Übungstext:
--

Die Reaktion der damals 34-jährigen ist in mehrfacher Hinsicht bezeichnend. Zuerst tritt ein verlegenes Lächeln in ihr Gesicht, gefolgt von einem schüchternen Kopfschütteln: „Nein, das glaube ich nicht.“ Stattdessen setzt sie ihr ein anderes Narrativ entgegen: „Ich möchte die Königin der Herzen sein, im Herzen der Menschen.“ Ihre Stimme klingt immer noch wie dahingehaucht, der Blick ist verletzlich, ein wenig traurig sogar. Diana Spencer zeigte sich als feinfühlige Ikone, die zum Opfer des Establishments wurde und aus dieser Rolle gleichzeitig die Kraft schöpfte, um sich dagegen aufzulehnen.

--

Gezeigtes Material:
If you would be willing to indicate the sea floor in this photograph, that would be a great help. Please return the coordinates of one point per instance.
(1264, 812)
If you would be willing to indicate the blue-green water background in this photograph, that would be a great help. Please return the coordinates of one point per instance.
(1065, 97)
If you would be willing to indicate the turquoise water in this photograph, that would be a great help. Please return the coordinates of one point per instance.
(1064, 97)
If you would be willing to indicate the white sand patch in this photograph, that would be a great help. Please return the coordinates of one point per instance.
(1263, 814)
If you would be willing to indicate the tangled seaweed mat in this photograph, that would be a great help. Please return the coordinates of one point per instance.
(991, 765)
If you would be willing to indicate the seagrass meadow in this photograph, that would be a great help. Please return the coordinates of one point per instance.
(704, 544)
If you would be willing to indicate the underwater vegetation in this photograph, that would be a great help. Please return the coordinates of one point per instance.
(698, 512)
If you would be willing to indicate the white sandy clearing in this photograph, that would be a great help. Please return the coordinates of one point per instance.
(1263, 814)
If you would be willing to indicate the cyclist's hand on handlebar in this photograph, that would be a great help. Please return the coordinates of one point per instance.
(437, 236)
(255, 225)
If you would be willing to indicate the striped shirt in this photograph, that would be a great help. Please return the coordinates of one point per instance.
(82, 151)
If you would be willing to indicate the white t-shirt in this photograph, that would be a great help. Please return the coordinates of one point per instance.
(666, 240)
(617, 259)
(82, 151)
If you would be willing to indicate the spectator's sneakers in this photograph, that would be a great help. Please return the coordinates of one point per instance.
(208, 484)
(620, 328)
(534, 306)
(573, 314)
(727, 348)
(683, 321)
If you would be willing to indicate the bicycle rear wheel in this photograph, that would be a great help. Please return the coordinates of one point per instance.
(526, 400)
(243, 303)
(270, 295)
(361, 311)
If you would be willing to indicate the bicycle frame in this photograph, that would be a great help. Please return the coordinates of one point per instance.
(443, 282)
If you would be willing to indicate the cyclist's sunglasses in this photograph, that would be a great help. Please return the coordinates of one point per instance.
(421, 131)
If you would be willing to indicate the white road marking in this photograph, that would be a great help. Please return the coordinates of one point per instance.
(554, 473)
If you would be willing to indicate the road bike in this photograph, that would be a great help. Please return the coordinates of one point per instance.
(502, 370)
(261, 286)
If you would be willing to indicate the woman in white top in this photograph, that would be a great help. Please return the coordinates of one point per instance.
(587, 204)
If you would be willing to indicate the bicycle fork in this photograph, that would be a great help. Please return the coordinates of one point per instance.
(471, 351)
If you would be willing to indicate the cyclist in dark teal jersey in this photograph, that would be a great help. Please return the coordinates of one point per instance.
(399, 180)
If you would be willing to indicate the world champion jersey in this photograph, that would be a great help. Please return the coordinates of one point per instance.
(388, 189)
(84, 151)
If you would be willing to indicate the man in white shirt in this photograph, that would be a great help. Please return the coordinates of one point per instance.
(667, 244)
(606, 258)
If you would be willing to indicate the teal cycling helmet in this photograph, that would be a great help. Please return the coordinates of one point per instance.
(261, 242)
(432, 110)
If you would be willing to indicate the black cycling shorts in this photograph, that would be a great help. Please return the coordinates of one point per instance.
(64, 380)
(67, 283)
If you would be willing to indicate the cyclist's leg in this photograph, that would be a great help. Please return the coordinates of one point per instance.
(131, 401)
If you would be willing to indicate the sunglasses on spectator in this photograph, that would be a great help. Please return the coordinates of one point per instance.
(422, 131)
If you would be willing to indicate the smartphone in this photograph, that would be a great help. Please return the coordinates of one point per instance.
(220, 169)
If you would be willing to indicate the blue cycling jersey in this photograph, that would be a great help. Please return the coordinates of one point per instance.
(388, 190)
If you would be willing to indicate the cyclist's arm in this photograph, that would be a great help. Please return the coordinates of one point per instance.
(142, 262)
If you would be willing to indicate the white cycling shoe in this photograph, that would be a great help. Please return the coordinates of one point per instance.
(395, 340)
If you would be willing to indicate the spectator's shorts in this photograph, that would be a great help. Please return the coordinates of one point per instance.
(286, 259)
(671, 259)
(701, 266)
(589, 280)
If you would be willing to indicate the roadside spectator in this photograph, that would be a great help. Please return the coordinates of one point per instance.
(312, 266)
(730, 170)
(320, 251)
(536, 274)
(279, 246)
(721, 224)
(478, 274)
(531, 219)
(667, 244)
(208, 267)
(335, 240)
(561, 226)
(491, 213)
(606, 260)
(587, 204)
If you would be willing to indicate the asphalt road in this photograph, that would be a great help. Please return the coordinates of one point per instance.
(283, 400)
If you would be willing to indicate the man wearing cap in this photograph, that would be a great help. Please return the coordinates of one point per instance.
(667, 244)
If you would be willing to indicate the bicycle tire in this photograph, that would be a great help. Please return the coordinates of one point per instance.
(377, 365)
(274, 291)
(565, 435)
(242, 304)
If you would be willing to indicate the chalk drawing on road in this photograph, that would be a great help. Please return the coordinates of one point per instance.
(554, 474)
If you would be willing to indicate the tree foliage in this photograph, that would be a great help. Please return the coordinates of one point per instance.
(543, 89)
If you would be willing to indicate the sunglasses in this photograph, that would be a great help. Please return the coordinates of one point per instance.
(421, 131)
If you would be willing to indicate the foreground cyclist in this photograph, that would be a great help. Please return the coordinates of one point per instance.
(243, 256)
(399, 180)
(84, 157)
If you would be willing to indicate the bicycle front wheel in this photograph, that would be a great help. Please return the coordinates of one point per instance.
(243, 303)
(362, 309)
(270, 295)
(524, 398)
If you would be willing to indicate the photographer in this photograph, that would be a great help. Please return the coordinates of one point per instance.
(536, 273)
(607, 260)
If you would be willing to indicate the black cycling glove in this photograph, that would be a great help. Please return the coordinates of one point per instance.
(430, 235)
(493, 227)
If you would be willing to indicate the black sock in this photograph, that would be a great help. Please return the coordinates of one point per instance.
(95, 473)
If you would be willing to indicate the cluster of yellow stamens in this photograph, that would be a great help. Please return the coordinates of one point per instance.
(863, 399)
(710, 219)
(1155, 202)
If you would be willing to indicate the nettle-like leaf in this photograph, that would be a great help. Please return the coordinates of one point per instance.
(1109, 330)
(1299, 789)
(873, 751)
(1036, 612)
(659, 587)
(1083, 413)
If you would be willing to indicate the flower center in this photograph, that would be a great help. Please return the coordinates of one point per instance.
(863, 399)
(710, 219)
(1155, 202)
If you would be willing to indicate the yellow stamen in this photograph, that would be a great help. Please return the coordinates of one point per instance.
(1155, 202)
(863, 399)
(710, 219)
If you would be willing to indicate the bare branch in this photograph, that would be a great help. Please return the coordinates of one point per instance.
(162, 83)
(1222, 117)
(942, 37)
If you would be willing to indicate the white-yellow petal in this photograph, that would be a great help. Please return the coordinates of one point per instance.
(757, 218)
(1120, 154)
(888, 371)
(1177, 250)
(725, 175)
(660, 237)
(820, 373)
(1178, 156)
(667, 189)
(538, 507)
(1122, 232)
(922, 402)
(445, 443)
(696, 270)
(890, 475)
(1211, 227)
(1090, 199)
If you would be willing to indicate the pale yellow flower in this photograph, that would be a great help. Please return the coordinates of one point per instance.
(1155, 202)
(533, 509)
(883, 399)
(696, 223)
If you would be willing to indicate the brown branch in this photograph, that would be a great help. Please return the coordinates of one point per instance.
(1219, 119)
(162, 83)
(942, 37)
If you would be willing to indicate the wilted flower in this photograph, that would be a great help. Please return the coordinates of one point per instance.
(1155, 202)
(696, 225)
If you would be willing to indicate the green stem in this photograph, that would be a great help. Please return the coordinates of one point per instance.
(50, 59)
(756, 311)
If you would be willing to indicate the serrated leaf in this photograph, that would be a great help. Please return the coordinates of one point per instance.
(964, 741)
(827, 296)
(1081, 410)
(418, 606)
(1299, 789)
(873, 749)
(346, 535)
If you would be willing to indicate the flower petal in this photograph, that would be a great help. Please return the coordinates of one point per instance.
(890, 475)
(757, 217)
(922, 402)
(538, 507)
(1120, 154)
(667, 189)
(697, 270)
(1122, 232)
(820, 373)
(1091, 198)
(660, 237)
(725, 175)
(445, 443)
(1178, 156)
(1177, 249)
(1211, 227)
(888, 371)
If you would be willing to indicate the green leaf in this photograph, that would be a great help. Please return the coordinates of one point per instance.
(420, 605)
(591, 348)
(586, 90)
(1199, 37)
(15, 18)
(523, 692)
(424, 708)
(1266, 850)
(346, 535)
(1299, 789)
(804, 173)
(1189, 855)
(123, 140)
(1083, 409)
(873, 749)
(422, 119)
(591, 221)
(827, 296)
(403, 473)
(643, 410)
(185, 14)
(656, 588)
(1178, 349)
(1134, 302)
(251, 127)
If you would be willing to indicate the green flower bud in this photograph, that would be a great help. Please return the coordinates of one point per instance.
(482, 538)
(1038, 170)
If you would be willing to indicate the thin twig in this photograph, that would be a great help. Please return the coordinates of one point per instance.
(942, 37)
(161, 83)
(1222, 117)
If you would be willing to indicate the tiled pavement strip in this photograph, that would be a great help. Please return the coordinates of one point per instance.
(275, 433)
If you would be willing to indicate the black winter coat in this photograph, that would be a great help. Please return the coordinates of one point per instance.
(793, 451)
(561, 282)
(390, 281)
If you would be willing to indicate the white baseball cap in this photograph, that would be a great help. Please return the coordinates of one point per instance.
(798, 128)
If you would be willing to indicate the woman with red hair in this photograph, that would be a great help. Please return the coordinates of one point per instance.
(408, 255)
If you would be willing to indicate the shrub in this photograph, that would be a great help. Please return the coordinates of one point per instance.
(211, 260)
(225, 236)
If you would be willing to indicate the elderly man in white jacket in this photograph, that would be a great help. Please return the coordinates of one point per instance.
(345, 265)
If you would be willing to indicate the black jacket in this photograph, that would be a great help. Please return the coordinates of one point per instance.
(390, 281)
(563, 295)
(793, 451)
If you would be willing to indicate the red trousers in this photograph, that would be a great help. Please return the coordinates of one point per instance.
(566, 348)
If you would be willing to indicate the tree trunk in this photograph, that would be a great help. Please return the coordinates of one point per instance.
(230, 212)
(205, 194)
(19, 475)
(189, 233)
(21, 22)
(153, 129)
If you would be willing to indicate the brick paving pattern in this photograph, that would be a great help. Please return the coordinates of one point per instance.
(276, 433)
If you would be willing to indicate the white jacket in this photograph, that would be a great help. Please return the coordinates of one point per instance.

--

Arbeitsauftrag 1: Schreiben Sie aus dem Text über Diana Spencer den Teil ab, der mit den Worten „Die Reaktion der“ beginnt und mit „sich dagegen aufzulehnen.“ endet.
Arbeitsauftrag 2: Führen Sie den Text über Diana Spencer im Anschluss an seinen letzten Satz weiter.

Ergebnis 1:
Die Reaktion der damals 34-jährigen ist in mehrfacher Hinsicht bezeichnend. Zuerst tritt ein verlegenes Lächeln in ihr Gesicht, gefolgt von einem schüchternen Kopfschütteln: „Nein, das glaube ich nicht.“ Stattdessen setzt sie ihr ein anderes Narrativ entgegen: „Ich möchte die Königin der Herzen sein, im Herzen der Menschen.“ Ihre Stimme klingt immer noch wie dahingehaucht, der Blick ist verletzlich, ein wenig traurig sogar. Diana Spencer zeigte sich als feinfühlige Ikone, die zum Opfer des Establishments wurde und aus dieser Rolle gleichzeitig die Kraft schöpfte, um sich dagegen aufzulehnen.

Ergebnis 2:
Es gibt unzählige Versuche, eben diesen Charakter der Diana Spencer zu erklären, doch eigentlich reicht ein Blick auf ihre Biografie, um zu verstehen, wie aus einem schüchternen Teenager eine derart prägende Person der Zeitgeschichte werden konnte. Die Verletzlichkeit scheint schon in frühen Jahren angelegt: Die Eltern hatten nach zwei Töchtern auf einen Stammhalter gehofft. Ein 1960 geborener Junge war kurz nach der Geburt verstorben. Als am 1. Juli 1961 mit Diana wieder ein Mädchen zur Welt kam, dauerte es eine Woche, bis man sich für ihren Namen entschied. Das zerrüttete Verhältnis der Eltern führte zu permanenten Streitigkeiten, bis die Mutter die Familie 1967 verliess. Das Sorgerecht wurde dem Vater zugesprochen. Dessen zweite Frau erlebte Diana als „Tyrannin“ und versuchte sie angeblich einmal die Treppe hinunterzustossen. Mit Dianas Worten: „eine sehr unglückliche, instabile Kindheit“.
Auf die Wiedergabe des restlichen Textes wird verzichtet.